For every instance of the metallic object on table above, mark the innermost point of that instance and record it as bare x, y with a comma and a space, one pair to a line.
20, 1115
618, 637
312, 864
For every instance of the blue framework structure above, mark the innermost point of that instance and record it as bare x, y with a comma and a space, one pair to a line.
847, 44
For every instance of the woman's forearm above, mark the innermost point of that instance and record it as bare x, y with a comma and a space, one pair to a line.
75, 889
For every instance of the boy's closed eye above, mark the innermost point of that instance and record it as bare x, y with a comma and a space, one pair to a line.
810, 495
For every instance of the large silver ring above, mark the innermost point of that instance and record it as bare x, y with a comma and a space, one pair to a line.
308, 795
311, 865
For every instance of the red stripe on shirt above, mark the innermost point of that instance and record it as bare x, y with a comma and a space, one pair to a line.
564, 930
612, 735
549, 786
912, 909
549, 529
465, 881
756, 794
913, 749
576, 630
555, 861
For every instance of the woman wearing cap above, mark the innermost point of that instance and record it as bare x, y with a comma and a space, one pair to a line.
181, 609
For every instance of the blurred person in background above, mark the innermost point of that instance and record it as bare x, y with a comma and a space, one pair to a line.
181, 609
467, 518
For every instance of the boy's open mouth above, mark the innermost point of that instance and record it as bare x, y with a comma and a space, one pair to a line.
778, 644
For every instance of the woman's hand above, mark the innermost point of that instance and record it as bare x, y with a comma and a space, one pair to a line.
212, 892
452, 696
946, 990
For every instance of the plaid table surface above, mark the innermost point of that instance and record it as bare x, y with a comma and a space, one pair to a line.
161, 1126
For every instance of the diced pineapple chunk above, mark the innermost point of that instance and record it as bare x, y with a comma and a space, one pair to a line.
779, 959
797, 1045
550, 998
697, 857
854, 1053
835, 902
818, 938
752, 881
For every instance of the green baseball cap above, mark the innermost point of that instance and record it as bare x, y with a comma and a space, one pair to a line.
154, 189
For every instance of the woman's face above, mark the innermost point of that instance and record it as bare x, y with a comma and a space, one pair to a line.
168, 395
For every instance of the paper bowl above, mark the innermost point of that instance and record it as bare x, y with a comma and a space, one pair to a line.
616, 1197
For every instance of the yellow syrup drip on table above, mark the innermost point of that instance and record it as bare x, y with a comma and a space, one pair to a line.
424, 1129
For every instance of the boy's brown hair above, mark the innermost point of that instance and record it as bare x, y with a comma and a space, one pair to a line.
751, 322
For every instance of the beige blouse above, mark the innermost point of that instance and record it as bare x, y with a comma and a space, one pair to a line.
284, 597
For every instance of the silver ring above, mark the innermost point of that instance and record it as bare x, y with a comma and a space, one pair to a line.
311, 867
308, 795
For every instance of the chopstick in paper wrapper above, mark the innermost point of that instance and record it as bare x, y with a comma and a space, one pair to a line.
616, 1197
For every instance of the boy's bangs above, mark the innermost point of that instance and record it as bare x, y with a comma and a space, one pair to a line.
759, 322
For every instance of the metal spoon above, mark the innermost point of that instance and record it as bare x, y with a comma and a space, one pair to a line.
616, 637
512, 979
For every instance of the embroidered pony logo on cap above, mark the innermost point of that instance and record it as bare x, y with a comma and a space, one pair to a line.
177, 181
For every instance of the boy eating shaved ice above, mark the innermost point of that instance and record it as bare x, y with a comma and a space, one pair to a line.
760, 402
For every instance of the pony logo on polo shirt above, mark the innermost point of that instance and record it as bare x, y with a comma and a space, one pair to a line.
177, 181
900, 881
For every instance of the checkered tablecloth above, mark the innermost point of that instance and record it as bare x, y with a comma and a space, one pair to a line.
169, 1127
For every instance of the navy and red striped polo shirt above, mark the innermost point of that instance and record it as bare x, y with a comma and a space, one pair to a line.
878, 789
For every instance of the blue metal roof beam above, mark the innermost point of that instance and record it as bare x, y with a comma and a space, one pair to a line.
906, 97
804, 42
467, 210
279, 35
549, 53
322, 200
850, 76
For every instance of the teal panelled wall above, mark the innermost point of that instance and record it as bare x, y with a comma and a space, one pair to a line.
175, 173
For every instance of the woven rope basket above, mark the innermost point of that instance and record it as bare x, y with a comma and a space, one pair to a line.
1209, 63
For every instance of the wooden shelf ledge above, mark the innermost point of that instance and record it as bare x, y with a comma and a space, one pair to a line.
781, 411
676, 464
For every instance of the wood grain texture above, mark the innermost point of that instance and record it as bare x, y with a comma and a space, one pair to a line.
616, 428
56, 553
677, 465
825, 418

**Goal:**
Please reproduce the listing from the line containing "For every instance of the wood grain" through the end of the listing, both included, substituting "pattern" for "texture" and leaving everything else unchanged.

**In response:**
For every instance of the wood grain pattern above, mark the innermost point of that instance and record it as bare x, y with a comma and a space, one pair to a line.
616, 428
56, 553
677, 465
825, 418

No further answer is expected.